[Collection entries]

• • • • •

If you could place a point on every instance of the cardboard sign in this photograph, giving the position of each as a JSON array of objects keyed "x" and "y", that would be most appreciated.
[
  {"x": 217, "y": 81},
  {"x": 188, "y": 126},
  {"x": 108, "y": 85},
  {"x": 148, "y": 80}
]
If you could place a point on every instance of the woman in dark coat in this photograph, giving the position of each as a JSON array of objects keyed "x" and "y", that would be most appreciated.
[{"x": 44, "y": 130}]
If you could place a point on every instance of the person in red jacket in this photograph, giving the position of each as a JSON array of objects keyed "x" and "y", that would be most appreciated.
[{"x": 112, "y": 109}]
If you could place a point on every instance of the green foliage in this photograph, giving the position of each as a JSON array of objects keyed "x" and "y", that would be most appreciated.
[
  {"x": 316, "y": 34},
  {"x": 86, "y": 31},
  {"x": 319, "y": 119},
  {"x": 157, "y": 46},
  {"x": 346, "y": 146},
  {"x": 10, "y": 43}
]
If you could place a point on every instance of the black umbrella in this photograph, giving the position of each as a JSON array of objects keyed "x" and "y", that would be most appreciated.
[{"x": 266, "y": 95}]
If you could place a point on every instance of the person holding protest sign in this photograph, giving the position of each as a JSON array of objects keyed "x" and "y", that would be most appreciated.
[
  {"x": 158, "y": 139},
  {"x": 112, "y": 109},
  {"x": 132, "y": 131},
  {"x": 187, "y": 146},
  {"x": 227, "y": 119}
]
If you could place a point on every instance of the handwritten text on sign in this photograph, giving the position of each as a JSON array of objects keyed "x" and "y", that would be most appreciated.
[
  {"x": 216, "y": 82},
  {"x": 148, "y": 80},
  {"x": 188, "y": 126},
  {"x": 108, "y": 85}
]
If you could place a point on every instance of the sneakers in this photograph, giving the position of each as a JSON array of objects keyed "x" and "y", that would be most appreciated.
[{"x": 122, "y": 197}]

• • • • •

• _Task to complete_
Copy out the stretch of the records from the line containing "of the black" through the end, requests included, shifting every coordinate in the answers up by 13.

• _Task response_
If you could place a point on every instance of the black umbrella in this photograph, giving the position of each as a JSON array of objects keyed "x" and "y", that would be most appreciated.
[{"x": 279, "y": 108}]
If you could place a point on every instance of the person holding protest sign in this photograph, giving the position of each as a JSON array of objects keyed "x" and "y", that would be most appreciated.
[
  {"x": 171, "y": 152},
  {"x": 125, "y": 122},
  {"x": 145, "y": 144},
  {"x": 200, "y": 159},
  {"x": 240, "y": 132}
]
If you could place a point on every instance of the handwritten text on sign in this photograph, giving the position of each as a JSON array of objects keyed "x" and "y", that would be most appreciated.
[
  {"x": 229, "y": 95},
  {"x": 161, "y": 93},
  {"x": 201, "y": 139},
  {"x": 121, "y": 98}
]
If you could place a point on every instance of the sneakers in this photograph, giving the position of each as a JSON array of objects keyed "x" and "y", that would be most appreciated.
[{"x": 135, "y": 210}]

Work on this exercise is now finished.